----- Entries provided -----
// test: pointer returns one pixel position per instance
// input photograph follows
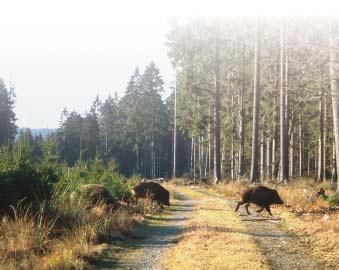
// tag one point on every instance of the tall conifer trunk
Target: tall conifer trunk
(256, 98)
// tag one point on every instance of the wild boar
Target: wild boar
(157, 192)
(261, 196)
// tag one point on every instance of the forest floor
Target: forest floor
(201, 231)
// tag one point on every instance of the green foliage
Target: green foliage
(24, 178)
(333, 200)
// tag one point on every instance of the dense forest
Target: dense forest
(251, 98)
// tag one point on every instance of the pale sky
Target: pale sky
(63, 53)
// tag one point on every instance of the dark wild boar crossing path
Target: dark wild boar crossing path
(279, 248)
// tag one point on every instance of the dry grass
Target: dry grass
(214, 238)
(321, 232)
(69, 240)
(308, 217)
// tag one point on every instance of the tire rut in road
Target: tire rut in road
(160, 233)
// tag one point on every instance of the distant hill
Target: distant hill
(43, 131)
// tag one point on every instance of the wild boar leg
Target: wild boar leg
(239, 203)
(268, 209)
(260, 210)
(246, 207)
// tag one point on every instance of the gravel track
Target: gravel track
(282, 250)
(161, 232)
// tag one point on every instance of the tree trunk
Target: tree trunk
(262, 156)
(269, 157)
(291, 155)
(241, 130)
(217, 165)
(334, 75)
(256, 98)
(334, 164)
(301, 147)
(321, 134)
(283, 172)
(175, 129)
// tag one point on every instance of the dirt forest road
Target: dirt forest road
(202, 231)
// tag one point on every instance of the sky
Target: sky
(62, 53)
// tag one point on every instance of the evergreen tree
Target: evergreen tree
(8, 128)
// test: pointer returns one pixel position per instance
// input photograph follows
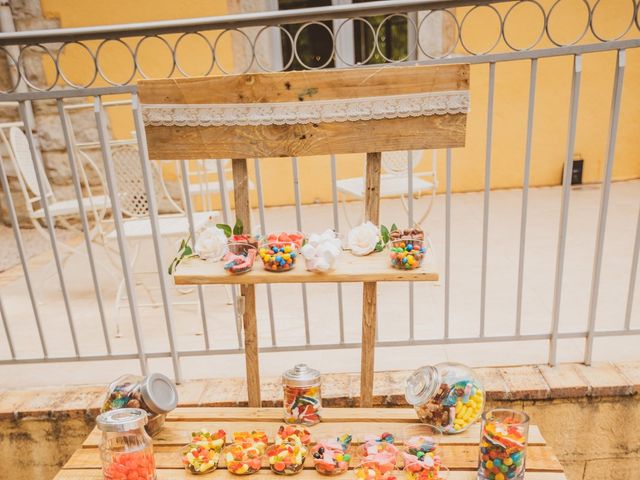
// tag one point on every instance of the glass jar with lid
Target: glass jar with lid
(156, 394)
(302, 399)
(447, 395)
(126, 450)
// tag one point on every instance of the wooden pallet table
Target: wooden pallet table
(305, 113)
(459, 451)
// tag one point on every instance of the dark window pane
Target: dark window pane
(314, 45)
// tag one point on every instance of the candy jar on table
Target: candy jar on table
(330, 457)
(126, 450)
(302, 399)
(503, 445)
(156, 394)
(447, 395)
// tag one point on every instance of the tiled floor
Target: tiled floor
(323, 318)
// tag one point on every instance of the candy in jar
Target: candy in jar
(447, 395)
(503, 445)
(126, 450)
(293, 434)
(302, 400)
(156, 394)
(286, 458)
(330, 457)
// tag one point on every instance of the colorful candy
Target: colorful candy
(293, 434)
(330, 457)
(140, 465)
(287, 458)
(302, 404)
(406, 254)
(243, 458)
(278, 256)
(502, 450)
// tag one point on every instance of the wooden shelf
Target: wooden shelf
(349, 268)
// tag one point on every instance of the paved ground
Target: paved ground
(393, 306)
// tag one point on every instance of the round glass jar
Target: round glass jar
(447, 395)
(302, 400)
(126, 450)
(156, 394)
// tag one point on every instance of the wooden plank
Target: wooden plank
(182, 474)
(247, 292)
(178, 433)
(266, 141)
(305, 85)
(349, 268)
(455, 457)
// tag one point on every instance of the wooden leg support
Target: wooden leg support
(369, 316)
(248, 292)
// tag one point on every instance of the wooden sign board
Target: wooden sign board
(167, 141)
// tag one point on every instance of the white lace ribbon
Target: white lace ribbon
(291, 113)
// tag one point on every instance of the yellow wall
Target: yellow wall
(511, 95)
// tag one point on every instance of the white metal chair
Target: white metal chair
(204, 180)
(395, 180)
(24, 165)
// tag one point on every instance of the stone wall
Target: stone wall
(588, 415)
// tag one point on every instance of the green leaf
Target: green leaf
(225, 228)
(238, 227)
(384, 231)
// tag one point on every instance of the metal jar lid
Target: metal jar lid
(122, 420)
(301, 375)
(159, 393)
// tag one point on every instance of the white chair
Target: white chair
(204, 180)
(23, 163)
(394, 181)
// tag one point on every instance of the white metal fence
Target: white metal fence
(271, 28)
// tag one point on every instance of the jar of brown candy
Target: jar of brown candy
(447, 395)
(156, 394)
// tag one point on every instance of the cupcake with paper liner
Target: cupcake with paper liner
(330, 457)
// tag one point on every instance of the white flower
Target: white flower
-----
Task details
Rewrite all the records with each "tag" replaced by "mark" and everything else unchanged. Leave the pictures out of your answer.

Solution to the problem
// test: pointer returns one pixel position per instance
// input photograph follows
// mark one point on every instance of the tall conifer trunk
Target: tall conifer trunk
(256, 98)
// mark one point on every instance of the wild boar
Target: wild boar
(157, 192)
(261, 196)
// mark one point on every instance of the forest floor
Target: forest floor
(201, 231)
// mark one point on every instance of the green foliage
Target: green foliage
(24, 178)
(333, 200)
// mark one point on every instance of the dense forest
Target: dense forest
(251, 98)
// mark one point on every instance of the pale sky
Target: pale sky
(63, 53)
// mark one point on every instance of the dark wild boar crossing path
Target: dark wild boar crossing path
(279, 248)
// mark one point on every instance of the dry grass
Target: dry grass
(214, 238)
(321, 232)
(69, 240)
(308, 217)
// mark one point on every instance of the tire rut in road
Target: tire rut in road
(160, 233)
// mark one point on every instance of the distant hill
Target: distant hill
(43, 131)
// mark one point on every instance of the wild boar leg
Target: wild boar leg
(239, 203)
(268, 209)
(260, 210)
(246, 207)
// mark one point on every instance of the gravel track
Target: gravel track
(282, 250)
(161, 232)
// mark one point on every instance of the tree trunk
Target: tree trunk
(262, 156)
(269, 157)
(291, 155)
(241, 130)
(217, 165)
(334, 75)
(256, 98)
(334, 164)
(301, 147)
(321, 134)
(283, 172)
(175, 129)
// mark one point on every instance of the dirt forest road
Target: dirt forest road
(202, 231)
// mark one point on every instance of the sky
Target: sky
(62, 53)
// mark one point on every instance of the evergreen tree
Target: evergreen tree
(8, 128)
// test: pointer returns one pixel position per instance
// input photograph follows
// mark one point on every instance of the glass jar with lid
Target: glass jar with lid
(156, 394)
(302, 399)
(447, 395)
(126, 450)
// mark one point on every instance of the wooden pallet table
Target: wooden pallet table
(305, 113)
(459, 451)
// mark one point on every instance of the dark window pane
Target: dark window pane
(314, 45)
// mark one point on every instance of the candy jar on table
Target: candy jar on table
(330, 457)
(126, 450)
(302, 399)
(503, 445)
(156, 394)
(447, 395)
// mark one point on every instance of the tiled floor
Target: tiled floor
(323, 318)
// mark one point on every instance of the candy in jar
Target: candy in jar
(447, 395)
(503, 445)
(126, 450)
(293, 434)
(302, 400)
(156, 394)
(286, 458)
(330, 457)
// mark one point on every instance of the colorful candy
Target: colorful candy
(293, 434)
(330, 457)
(140, 465)
(287, 458)
(302, 404)
(406, 254)
(243, 458)
(278, 256)
(502, 450)
// mark one point on every instance of the wooden shelf
Target: wooden shelf
(349, 268)
// mark one point on every instance of the paved ground
Target: paved ground
(393, 306)
// mark one point on every instance of the round glass jar
Target: round glass jar
(447, 395)
(302, 400)
(126, 450)
(156, 394)
// mark one point on every instance of the wooden plank
Target: wooden plank
(182, 474)
(247, 292)
(178, 433)
(266, 141)
(305, 85)
(349, 268)
(455, 457)
// mark one point on every instance of the wooden leg support
Target: wooden leg support
(369, 316)
(248, 292)
// mark one point on every instance of the wooden sign board
Target: wooden sign board
(167, 141)
// mark one point on every instance of the white lace ribbon
Target: white lace ribbon
(291, 113)
// mark one point on every instance of the yellow wall
Target: yellow wall
(511, 95)
// mark one point on every instance of the white metal chair
Target: white metal chair
(204, 180)
(395, 180)
(24, 165)
// mark one point on every instance of the stone wall
Target: stone wall
(588, 415)
// mark one point on every instance of the green leaf
Target: green leaf
(225, 228)
(238, 227)
(384, 231)
// mark one point on every instance of the metal jar lid
Target: metal jar lid
(122, 420)
(301, 375)
(159, 393)
// mark one point on every instance of the white chair
Target: white chair
(204, 180)
(23, 163)
(394, 181)
// mark one point on every instance of the white metal fence
Target: white metal fence
(271, 28)
// mark one point on every instance of the jar of brown candy
Target: jar of brown candy
(447, 395)
(156, 394)
// mark one point on every instance of the cupcake with paper liner
Target: cupcake with paper liner
(330, 457)
// mark one point on every instance of the white flower
Target: white flower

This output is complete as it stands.